WASHINGTON, DC 20549

 

FORM 8-K

 

CURRENT REPORT

 

Pursuant to Section 13 or 15(d) of the Securities Exchange Act of 1934

 

Date of Report (Date of Earliest Event Reported): February 5, 2026

 

FOCUS UNIVERSAL INC.

(Exact Name of Registrant as Specified in its Charter)

 

Nevada  001-34780  46-3355876
(State or Other Jurisdiction
of Incorporation)
 

(Commission

File Number)

  (I.R.S. Employer
Identification No.)

 

2311 East Locust Street

Ontario, California

  91761
(Address of Principal Executive Offices)  (Zip Code)

 

Registrant’s Telephone Number, Including Area Code: (626) 272-3883

Registrant’s Fax Number, Including Area Code: (917) 791-8877

 

 

Check the appropriate box below if the Form 8-K filing is intended to simultaneously satisfy the filing obligation of the registrant under any of the following provisions:

 

Written communications pursuant to Rule 425 under the Securities Act (17 CFR 230.425)

 

Soliciting material pursuant to Rule 14a-12 under the Exchange Act (17 CFR 240.14a-12)

 

Pre-commencement communications pursuant to Rule 14d-2(b) under the Exchange Act (17 CFR 240.14d-2(b))

 

Pre-commencement communications pursuant to Rule 13e-4(c) under the Exchange Act (17 CFR 240.13e-4(c))

 

Securities registered pursuant to Section 12(b) of the Act:

 

Title of each class Trading Symbol(s) Name of each exchange on which registered
Common stock, $0.001 par value per share FCUV

The Nasdaq Stock Market LLC

(Nasdaq Capital Market)

 

Indicate by check mark whether the registrant is an emerging growth company as defined in Rule 405 of the Securities Act of 1933 (§230.405 of this chapter) or Rule 12b-2 of the Securities Exchange Act of 1934 (§240.12b-2 of this chapter).

 

Emerging growth company

 

If an emerging growth company, indicate by check mark if the registrant has elected not to use the extended transition period for complying with any new or revised financial accounting standards provided pursuant to Section 13(a) of the Exchange Act ☐.

 

 

 

   

 

 

Item 3.03 Material Modification to Rights of Security Holders.

---------------

Task instructions
a. What date does the Form 8-K give for the earliest event reported?
b. Say whether each statement agrees with the Form 8-K, answering yes or no and quoting the deciding words: (i) The common stock trades under the symbol FCUV. (ii) The principal executive offices are in Los Angeles, California. (iii) The common stock has a par value of $0.01 per share.
c. List every rule in the Form 8-K's list of provisions that the filing might also satisfy.
The records below are separate material, not part of the Form 8-K.

---------------

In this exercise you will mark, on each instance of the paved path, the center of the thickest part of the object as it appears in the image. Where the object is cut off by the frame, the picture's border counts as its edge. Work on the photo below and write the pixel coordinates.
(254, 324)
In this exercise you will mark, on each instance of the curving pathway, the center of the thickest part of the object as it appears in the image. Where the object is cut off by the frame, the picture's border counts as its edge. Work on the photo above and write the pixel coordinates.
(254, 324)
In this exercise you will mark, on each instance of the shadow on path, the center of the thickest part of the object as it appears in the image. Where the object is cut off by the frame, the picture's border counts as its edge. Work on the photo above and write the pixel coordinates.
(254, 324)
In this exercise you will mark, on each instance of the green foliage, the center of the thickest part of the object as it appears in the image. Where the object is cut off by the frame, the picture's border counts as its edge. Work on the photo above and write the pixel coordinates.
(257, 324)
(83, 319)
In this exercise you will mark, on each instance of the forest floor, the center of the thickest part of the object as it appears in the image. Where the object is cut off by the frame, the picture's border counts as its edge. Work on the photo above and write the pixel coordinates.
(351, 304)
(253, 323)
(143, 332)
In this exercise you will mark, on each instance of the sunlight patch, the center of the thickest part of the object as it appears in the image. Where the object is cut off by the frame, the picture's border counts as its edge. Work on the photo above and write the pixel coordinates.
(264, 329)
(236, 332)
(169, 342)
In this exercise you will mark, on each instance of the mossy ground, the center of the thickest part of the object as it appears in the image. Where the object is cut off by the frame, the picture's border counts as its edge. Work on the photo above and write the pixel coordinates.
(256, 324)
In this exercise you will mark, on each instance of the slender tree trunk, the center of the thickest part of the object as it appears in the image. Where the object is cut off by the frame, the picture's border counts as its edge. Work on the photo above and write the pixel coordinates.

---------------

Solutions to the exercise
a. February 5, 2026

b.
(i) Yes: "Common stock, $0.001 par value per share FCUV"
(ii) No: "Ontario, California"
(iii) No: "$0.001 par value per share"

c.
Rule 425 under the Securities Act (17 CFR 230.425)
Rule 14a-12 under the Exchange Act (17 CFR 240.14a-12)
Rule 14d-2(b) under the Exchange Act (17 CFR 240.14d-2(b))
Rule 13e-4(c) under the Exchange Act (17 CFR 240.13e-4(c))